*TASK DESCRIPTION*
Repeat the material in full. Keep every line exactly as it is.

*EXTRACTED ENTRIES*

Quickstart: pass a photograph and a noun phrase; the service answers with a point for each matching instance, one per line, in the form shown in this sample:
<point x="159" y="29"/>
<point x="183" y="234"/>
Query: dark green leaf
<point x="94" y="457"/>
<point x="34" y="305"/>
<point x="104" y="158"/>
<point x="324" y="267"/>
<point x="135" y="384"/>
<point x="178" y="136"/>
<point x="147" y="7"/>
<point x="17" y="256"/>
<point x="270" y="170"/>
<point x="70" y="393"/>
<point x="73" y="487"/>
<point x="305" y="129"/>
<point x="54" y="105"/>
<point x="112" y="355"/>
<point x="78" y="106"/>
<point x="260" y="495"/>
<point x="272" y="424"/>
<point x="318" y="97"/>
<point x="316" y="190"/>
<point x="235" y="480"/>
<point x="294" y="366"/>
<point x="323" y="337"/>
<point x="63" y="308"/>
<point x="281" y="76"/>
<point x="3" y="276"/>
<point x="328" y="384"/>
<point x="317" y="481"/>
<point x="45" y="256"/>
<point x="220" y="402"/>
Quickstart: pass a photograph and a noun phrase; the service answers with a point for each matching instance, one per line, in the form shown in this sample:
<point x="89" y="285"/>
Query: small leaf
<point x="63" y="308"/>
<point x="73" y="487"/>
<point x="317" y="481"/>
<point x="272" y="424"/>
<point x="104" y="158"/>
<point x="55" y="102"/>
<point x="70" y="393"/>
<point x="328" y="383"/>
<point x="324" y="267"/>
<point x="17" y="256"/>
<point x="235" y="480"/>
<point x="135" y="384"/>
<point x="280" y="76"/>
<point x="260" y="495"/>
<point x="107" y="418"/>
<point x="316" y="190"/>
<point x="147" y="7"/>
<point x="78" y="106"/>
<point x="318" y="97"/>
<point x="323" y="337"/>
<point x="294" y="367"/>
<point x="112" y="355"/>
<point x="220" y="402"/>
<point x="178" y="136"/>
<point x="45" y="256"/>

*ANSWER FOR THIS EXERCISE*
Quickstart: pass a photograph and a noun phrase; the service answers with a point for each matching instance, one per line, in the form shown in this sample:
<point x="159" y="29"/>
<point x="183" y="234"/>
Query: dark green leaf
<point x="94" y="457"/>
<point x="34" y="305"/>
<point x="104" y="158"/>
<point x="324" y="267"/>
<point x="135" y="384"/>
<point x="178" y="136"/>
<point x="147" y="7"/>
<point x="17" y="256"/>
<point x="270" y="170"/>
<point x="70" y="393"/>
<point x="73" y="487"/>
<point x="305" y="129"/>
<point x="54" y="105"/>
<point x="112" y="355"/>
<point x="78" y="106"/>
<point x="260" y="495"/>
<point x="272" y="424"/>
<point x="318" y="97"/>
<point x="316" y="190"/>
<point x="235" y="480"/>
<point x="294" y="366"/>
<point x="323" y="337"/>
<point x="63" y="308"/>
<point x="281" y="76"/>
<point x="3" y="276"/>
<point x="328" y="384"/>
<point x="317" y="481"/>
<point x="45" y="256"/>
<point x="220" y="402"/>
Quickstart: pass a photograph and a noun phrase; the service answers with a point for each matching instance, one per line, in the form shown in this sample:
<point x="89" y="285"/>
Query: small leaf
<point x="63" y="308"/>
<point x="73" y="487"/>
<point x="317" y="481"/>
<point x="272" y="424"/>
<point x="104" y="158"/>
<point x="55" y="102"/>
<point x="70" y="393"/>
<point x="328" y="383"/>
<point x="324" y="267"/>
<point x="17" y="256"/>
<point x="235" y="480"/>
<point x="135" y="384"/>
<point x="280" y="76"/>
<point x="260" y="495"/>
<point x="107" y="418"/>
<point x="316" y="190"/>
<point x="147" y="7"/>
<point x="78" y="106"/>
<point x="318" y="97"/>
<point x="323" y="337"/>
<point x="294" y="367"/>
<point x="112" y="355"/>
<point x="220" y="402"/>
<point x="178" y="136"/>
<point x="45" y="256"/>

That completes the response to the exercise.